**Problem 1:**
Please explain in one to three sentences why the Olympic sand pit essay says the inventor's work could have been skipped in favor of employing a dozen young people.

**Text section:**
————
I liked the way the Aussies handled the games. Even though they made Cathy Freeman the national sweetheart of the games, they had a much more serious attitude to all of the sports as sports. I was actually transformed by the step by step commentary of the 50km women’s speed walk. The announcers made it captivating. There also was another great story of the games they told. It was the story of an engineer.
This particular genius spent over 6 years designing, building and perfecting a sand pit Zamboni. For all of the events that involved the official sized sand pit, men’s and women’s long jump, triple jump, heptathlon and decathlon, precision measurement is necessary for fair competition. In all games before this, officials and helpers would manually rake the pits after each jump and measurement, but this inventor pledged to bring such jump events into the 21st century.
The device was mounted on rails and straddled the sand pit. During the competition it would be rolled back on those rails further than the end of the pit. The Aussie commentators were proud of the inventor and his machine and dedicated quite the mini-documentary to his million dollar machine.
Unfortunately on the first day of the long jump competition, it rained. The machine failed to work for more than 30 minutes. It broke down halfway through its precise sand leveling task on its way back to its parking space. It took another 45 minute delay of the competition to get the monstrosity detached from the rails and off the field into some basement of shame.
It struck me during this minor catastrophe that all of the time, money, documentary work, licensing, patent filing and other business of invention could have been ignored in favor of employing a dozen young people. It would have given them the thrill and honor of their lives to do the same boring manual labor of leveling long jump pits that was the tradition of the modern Olympic Games.
This is the story I always think of when people start yelping about the future of technology and how sure they are that it will improve our lives. We’ll be free from manual labor? The honor and glory will go to the inventor and rob ordinary young people of noble purpose.
For some time, after having read Neal Stephenson’s The Diamond Age, I fancied myself as a prototypical Neo-Victorian. That solidified a bit more after having read Dickens’ Bleak House. I am sharply aware of those trade-offs we make when we allow society to automate us out of work and seduce us into luxury.
Growing up, I took this to be an intellectual vanguard-ish thing that I called being organic. And this was after the fashion of Cornel West who, predictably, sought to throw capitalism under a dark bus. In truth, for much of my life I sought to stand on my own with as little social leverage as possible from corporate high life. It wasn’t until I walked several miles in the shoes of the political right that I came to give markets their full due. So now I am much more comfortable in splitting the difference. I cannot be fully seduced by consumer markets and their silly bourgeois products, nor would I leave my talents unrecognized by a complete lack of marketing. You can be an organic townie. Nothing wrong with that. I’m too cosmopolitain for that. I’ll take leverage, but not for the sake of idle luxury.
That doesn’t change the appeal of the handmade product, the bespoke suit, the craftsmanship of code, of paragraphs, of solo piano performance. The Neo-Victorian establishes a necessary counterpoint of taste and preference for that which respects the labor of the individual, of service to the righteous household, in a more significant way than that the luxuriant indulgence of the farm-to-table diner. It demands the social skills and manners of the man who thinks of the honorable labor of youth over the sweaty basement inventions of the crafty inventor whose machine ‘frees them’ from service.
So we should think carefully of whom we seek to respect in our bourgie daily routines. Are we sucking up and seeking the blessing of the Ruling Class? Are we held in thrall to the utopian promises of the Genius Class? Are we reaching out to provide an honest day’s wage for a job well done? If not the latter, we will never learn what it takes to rule with an even hand.
————
**Problem 2:**
Substitute "foreground" for "positive" in the listing lines running from the start of the listing through the line with "box: [0, 0, 473, 27]", and give those lines again with everything else unchanged. Leave the pictures out.

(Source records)
————
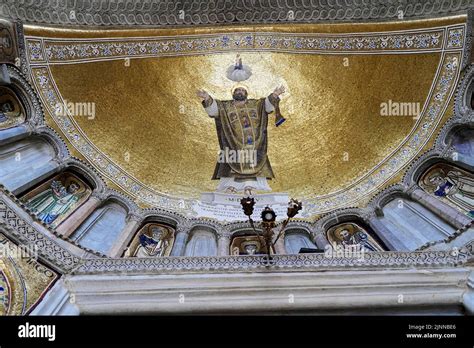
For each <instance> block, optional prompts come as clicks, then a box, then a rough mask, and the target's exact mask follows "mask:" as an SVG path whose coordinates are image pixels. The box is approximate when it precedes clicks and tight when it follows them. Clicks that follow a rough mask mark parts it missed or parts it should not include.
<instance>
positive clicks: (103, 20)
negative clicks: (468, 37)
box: [0, 0, 473, 27]
mask: <svg viewBox="0 0 474 348" xmlns="http://www.w3.org/2000/svg"><path fill="white" fill-rule="evenodd" d="M472 7H473V4H472V2H471V1H459V0H390V1H387V0H371V1H311V0H300V1H290V0H240V1H227V0H213V1H206V0H181V1H174V0H142V1H130V0H87V1H85V0H75V1H57V0H42V1H4V2H3V3H0V15H2V16H4V17H7V18H11V19H15V20H21V21H24V22H27V23H46V24H54V25H58V24H59V25H75V26H77V25H83V26H86V25H87V26H137V27H145V26H153V27H170V26H190V25H194V26H196V25H223V24H256V23H309V22H311V23H315V22H332V21H351V22H353V21H374V20H378V21H381V20H388V19H392V20H394V19H395V20H396V19H399V18H398V17H399V16H400V14H402V15H403V18H409V19H412V18H417V17H419V18H426V17H439V16H446V15H449V14H457V13H465V12H466V11H467V10H468V9H469V8H472Z"/></svg>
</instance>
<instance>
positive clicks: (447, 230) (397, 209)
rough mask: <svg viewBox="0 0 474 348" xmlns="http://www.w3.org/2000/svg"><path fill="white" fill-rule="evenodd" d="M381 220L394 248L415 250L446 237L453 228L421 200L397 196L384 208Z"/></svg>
mask: <svg viewBox="0 0 474 348" xmlns="http://www.w3.org/2000/svg"><path fill="white" fill-rule="evenodd" d="M381 210H382V216H380V217H378V219H379V221H380V222H381V223H382V224H383V225H384V226H385V227H386V228H385V229H384V231H383V232H381V233H383V236H381V238H382V237H383V240H386V241H387V242H388V243H389V244H390V245H391V246H392V247H393V248H394V249H395V250H401V251H402V250H409V251H411V250H415V249H417V248H419V247H421V246H422V245H424V244H426V243H427V242H431V241H437V240H441V239H444V238H446V237H447V236H450V235H452V234H453V233H454V228H453V227H452V226H451V225H449V224H448V223H446V222H445V221H444V220H442V219H441V218H440V217H439V216H437V215H436V214H434V213H432V212H431V211H430V210H428V209H427V208H425V207H424V206H423V205H421V204H420V203H418V202H415V201H413V200H411V199H408V198H407V197H405V196H401V195H400V196H394V197H392V198H391V199H390V200H388V201H385V202H384V204H383V206H382V207H381Z"/></svg>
————
**Task response 1:**
Employing a dozen young people to level the long jump pits by hand would have given them the thrill and honor of their lives, doing the manual labor that was the tradition of the modern Olympic Games. All the time, money, documentary work, licensing and patent filing behind the machine could then have been avoided.

**Task response 2:**
For each <instance> block, optional prompts come as clicks, then a box, then a rough mask, and the target's exact mask follows "mask:" as an SVG path whose coordinates are image pixels. The box is approximate when it precedes clicks and tight when it follows them. Clicks that follow a rough mask mark parts it missed or parts it should not include.
<instance>
foreground clicks: (103, 20)
negative clicks: (468, 37)
box: [0, 0, 473, 27]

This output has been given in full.